Records START

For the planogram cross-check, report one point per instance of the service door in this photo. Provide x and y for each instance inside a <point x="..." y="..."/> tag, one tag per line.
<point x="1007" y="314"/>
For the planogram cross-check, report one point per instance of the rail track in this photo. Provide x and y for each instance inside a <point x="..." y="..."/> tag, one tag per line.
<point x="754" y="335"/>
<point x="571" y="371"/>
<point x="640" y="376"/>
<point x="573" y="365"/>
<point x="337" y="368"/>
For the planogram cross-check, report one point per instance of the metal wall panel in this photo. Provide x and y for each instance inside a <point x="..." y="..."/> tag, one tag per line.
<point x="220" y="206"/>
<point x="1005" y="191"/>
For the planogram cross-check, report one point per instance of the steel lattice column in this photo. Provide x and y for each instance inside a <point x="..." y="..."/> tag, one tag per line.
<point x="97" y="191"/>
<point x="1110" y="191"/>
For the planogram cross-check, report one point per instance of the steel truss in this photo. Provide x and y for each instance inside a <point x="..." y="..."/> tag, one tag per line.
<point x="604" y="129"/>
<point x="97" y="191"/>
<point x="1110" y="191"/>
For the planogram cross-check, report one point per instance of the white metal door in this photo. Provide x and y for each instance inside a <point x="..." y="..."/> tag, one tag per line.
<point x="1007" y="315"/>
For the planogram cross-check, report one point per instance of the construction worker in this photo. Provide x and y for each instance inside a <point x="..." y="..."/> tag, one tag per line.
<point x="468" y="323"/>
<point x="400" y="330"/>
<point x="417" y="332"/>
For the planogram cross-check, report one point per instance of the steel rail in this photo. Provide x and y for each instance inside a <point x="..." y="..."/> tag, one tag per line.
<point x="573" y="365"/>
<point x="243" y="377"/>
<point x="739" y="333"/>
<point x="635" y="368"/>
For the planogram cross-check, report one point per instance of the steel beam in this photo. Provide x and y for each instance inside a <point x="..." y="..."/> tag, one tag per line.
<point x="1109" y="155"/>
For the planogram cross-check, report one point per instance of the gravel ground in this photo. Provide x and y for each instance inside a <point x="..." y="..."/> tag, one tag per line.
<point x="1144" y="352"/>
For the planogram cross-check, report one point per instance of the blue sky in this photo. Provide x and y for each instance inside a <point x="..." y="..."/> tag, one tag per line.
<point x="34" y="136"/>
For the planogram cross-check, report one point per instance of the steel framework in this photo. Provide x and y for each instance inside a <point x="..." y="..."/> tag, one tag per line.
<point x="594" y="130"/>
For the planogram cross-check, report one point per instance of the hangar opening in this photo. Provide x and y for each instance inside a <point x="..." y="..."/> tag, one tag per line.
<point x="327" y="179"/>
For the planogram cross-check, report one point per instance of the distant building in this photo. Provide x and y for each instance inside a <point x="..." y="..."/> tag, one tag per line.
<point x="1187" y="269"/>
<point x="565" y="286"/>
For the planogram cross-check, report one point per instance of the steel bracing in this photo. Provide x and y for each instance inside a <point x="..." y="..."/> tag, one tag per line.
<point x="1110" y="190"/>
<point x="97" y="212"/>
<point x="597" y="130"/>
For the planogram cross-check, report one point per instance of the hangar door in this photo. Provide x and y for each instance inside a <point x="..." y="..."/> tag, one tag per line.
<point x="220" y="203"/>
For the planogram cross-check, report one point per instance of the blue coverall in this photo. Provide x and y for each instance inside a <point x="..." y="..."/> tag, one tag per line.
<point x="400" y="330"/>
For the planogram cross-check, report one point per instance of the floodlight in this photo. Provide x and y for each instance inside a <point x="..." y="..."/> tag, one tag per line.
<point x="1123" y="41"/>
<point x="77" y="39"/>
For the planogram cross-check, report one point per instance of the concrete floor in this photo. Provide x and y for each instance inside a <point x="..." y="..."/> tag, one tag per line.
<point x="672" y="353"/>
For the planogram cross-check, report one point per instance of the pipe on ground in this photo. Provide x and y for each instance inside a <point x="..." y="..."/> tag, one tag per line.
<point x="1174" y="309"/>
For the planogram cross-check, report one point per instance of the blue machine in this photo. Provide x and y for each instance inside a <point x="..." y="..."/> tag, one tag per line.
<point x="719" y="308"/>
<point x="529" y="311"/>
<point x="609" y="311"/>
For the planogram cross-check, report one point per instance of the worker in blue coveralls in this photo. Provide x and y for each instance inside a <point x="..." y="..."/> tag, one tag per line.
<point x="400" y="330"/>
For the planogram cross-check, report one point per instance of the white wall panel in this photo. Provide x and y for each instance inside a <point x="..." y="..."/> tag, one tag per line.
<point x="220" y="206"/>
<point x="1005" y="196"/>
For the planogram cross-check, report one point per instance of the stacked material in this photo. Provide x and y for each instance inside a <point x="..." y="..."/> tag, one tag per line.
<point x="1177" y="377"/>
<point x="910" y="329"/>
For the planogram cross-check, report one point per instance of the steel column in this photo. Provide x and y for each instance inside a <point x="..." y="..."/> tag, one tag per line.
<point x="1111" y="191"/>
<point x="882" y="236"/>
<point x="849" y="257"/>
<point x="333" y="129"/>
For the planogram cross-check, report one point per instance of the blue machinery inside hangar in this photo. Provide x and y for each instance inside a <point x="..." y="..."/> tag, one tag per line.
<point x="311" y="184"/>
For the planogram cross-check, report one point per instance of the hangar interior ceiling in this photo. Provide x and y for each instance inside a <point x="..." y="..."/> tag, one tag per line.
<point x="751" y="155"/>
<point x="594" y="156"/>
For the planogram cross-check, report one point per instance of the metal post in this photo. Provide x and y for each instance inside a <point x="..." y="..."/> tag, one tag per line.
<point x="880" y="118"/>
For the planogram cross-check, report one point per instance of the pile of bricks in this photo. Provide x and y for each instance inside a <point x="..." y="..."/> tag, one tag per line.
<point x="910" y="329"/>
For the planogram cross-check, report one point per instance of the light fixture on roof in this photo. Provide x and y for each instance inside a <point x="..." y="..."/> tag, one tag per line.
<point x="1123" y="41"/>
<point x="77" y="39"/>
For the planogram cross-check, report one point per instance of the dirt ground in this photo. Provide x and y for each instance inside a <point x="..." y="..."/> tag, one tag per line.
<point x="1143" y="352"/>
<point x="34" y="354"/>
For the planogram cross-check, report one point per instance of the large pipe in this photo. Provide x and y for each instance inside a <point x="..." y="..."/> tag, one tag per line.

Records END

*What this task involves*.
Would you set down all of the entries again, word for word?

*Reply to the exercise*.
For the planogram cross-check, report one point per instance of the service door in this photo. Provide x and y for each instance inside a <point x="..." y="..."/> tag, one tag per line.
<point x="1007" y="314"/>
For the planogram cross-check, report one point per instance of the rail track in this photo. Provide x and y for each instance inside a <point x="..." y="..."/> tag, one tag per line.
<point x="754" y="335"/>
<point x="571" y="371"/>
<point x="640" y="376"/>
<point x="573" y="365"/>
<point x="337" y="368"/>
For the planogram cross-check, report one point per instance of the metal wall panel in this photo. Provide x and y for each instance inside a <point x="..." y="..."/> tag, one tag per line.
<point x="220" y="206"/>
<point x="1005" y="191"/>
For the planogram cross-check, report one point per instance of the steel lattice column in this photo. Provide x and y for each instance inside a <point x="..." y="..."/> tag, one tag per line.
<point x="97" y="191"/>
<point x="1110" y="191"/>
For the planogram cross-check, report one point per instance of the steel truss in this photo. Provide x and y for each instance inside a <point x="..." y="..."/> tag, one tag per line.
<point x="604" y="129"/>
<point x="97" y="191"/>
<point x="1110" y="191"/>
For the planogram cross-check, report one point per instance of the white metal door in this photo. Provide x and y for each instance inside a <point x="..." y="..."/> tag, one tag per line.
<point x="1007" y="315"/>
For the planogram cross-check, report one point per instance of the construction worker in this photo. Provide x and y for each instance inside a <point x="..." y="..."/> tag, one tag per line.
<point x="468" y="323"/>
<point x="400" y="330"/>
<point x="417" y="332"/>
For the planogram cross-check, report one point per instance of the steel rail in this photo. Provide x and y for each instance inside a <point x="..." y="..."/> tag, one tag per line.
<point x="573" y="365"/>
<point x="243" y="377"/>
<point x="739" y="333"/>
<point x="635" y="368"/>
For the planogram cross-check, report one point per instance of the steel beam in this photo. Provide x and y for each instance inside a <point x="..." y="..."/> tag, one tag per line.
<point x="1109" y="155"/>
For the planogram cross-check, report one point per instance of the gravel ground in this photo. Provide x and y for each instance inside a <point x="..." y="..."/> tag, one tag per line.
<point x="1144" y="352"/>
For the planogram cross-check, report one point per instance of the blue sky in this photo. Provide x and y for each instance inside a <point x="..." y="..."/> tag, one tag per line.
<point x="34" y="136"/>
For the planogram cross-check, report one point per instance of the steel framework in this photo. Provide x and y for each instance inside a <point x="..." y="..."/> tag, one tag per line.
<point x="594" y="130"/>
For the planogram cross-check, report one point per instance of the hangar opening in this photo. Provide x and y for each instance inside a <point x="..." y="..."/> tag, one tag per line.
<point x="327" y="179"/>
For the planogram cross-check, report one point per instance of the distant building in this photo. Provide x and y for each instance inside a <point x="..." y="..."/> tag, one tag per line.
<point x="1187" y="269"/>
<point x="565" y="286"/>
For the planogram cross-check, report one point per instance of the steel bracing in this photo. Provide x and y for each instance inside a <point x="..." y="..."/> tag, one tag per line.
<point x="1110" y="190"/>
<point x="97" y="212"/>
<point x="597" y="130"/>
For the planogram cross-check, report one point per instance of the hangar door in this photo. Provide x and y for each instance inside a <point x="..." y="..."/> tag, one tag per line.
<point x="220" y="203"/>
For the planogram cross-check, report one point per instance of the blue coverall in this photo. Provide x and y for each instance inside a <point x="..." y="..."/> tag, one tag per line.
<point x="400" y="330"/>
For the planogram cross-check, report one point per instance of the floodlight in this photo. Provide x and y for each instance inside a <point x="..." y="..."/> tag, one tag per line.
<point x="1123" y="41"/>
<point x="77" y="39"/>
For the planogram cross-check, report one point per instance of the concrete floor in this photo. Provide x and y for each instance inside a <point x="..." y="..."/> tag, one tag per line.
<point x="672" y="353"/>
For the planogram cross-check, report one point per instance of the pipe on ground in this photo. Provide x and y for each instance inside a <point x="..." y="..."/> tag, one tag per line.
<point x="1174" y="309"/>
For the planogram cross-check, report one point per instance of the blue machine in this photo. Provide x and y for each instance inside a <point x="..." y="..."/> tag, one tag per line.
<point x="719" y="308"/>
<point x="529" y="311"/>
<point x="609" y="311"/>
For the planogram cross-check, report one point per instance of the worker in blue coveralls in this photo. Provide x and y for each instance inside a <point x="..." y="..."/> tag, one tag per line.
<point x="400" y="330"/>
For the planogram cross-check, report one point per instance of the white wall panel in this photo. Provide x and y for each instance inside a <point x="..." y="..."/> tag, one tag per line.
<point x="220" y="206"/>
<point x="1005" y="196"/>
For the planogram cross-check, report one point per instance of the stacked material in this photo. Provide x and y for each instance inside a <point x="..." y="..."/> tag, one tag per line.
<point x="1177" y="377"/>
<point x="910" y="329"/>
For the planogram cross-check, report one point per instance of the steel column in this photo. Provide x and y for each instance inside a <point x="..." y="..."/> tag, one tag per line.
<point x="1111" y="191"/>
<point x="882" y="236"/>
<point x="849" y="257"/>
<point x="333" y="129"/>
For the planogram cross-check, report one point per instance of the blue machinery inside hangar in this photo. Provide x and y for each instance inside a <point x="..." y="..."/> tag, one tag per line.
<point x="311" y="184"/>
For the planogram cross-check, report one point per instance of the hangar interior ceiling in this photo. Provide x and y for each instance inside a <point x="..." y="..."/> tag, one tag per line.
<point x="751" y="155"/>
<point x="594" y="156"/>
For the planogram cross-check, report one point per instance of the metal post in this photo. Provide x and y for each instance inside a <point x="..." y="..."/> tag, one tag per line.
<point x="880" y="118"/>
For the planogram cross-check, report one point per instance of the pile of bricks in this photo. Provide x and y for each instance inside a <point x="..." y="..."/> tag, one tag per line.
<point x="910" y="329"/>
For the planogram cross-check, report one point per instance of the light fixture on roof in this photo. Provide x and y for each instance inside a <point x="..." y="..."/> tag, one tag per line.
<point x="1123" y="41"/>
<point x="77" y="39"/>
For the planogram cross-check, report one point per instance of the dirt ground in this photo. Provide x and y for each instance inside a <point x="..." y="..."/> tag, one tag per line.
<point x="1143" y="352"/>
<point x="34" y="354"/>
For the planogram cross-check, report one point per instance of the large pipe in this photo. Provide x and y for each instance inside a <point x="..." y="..."/> tag, one tag per line.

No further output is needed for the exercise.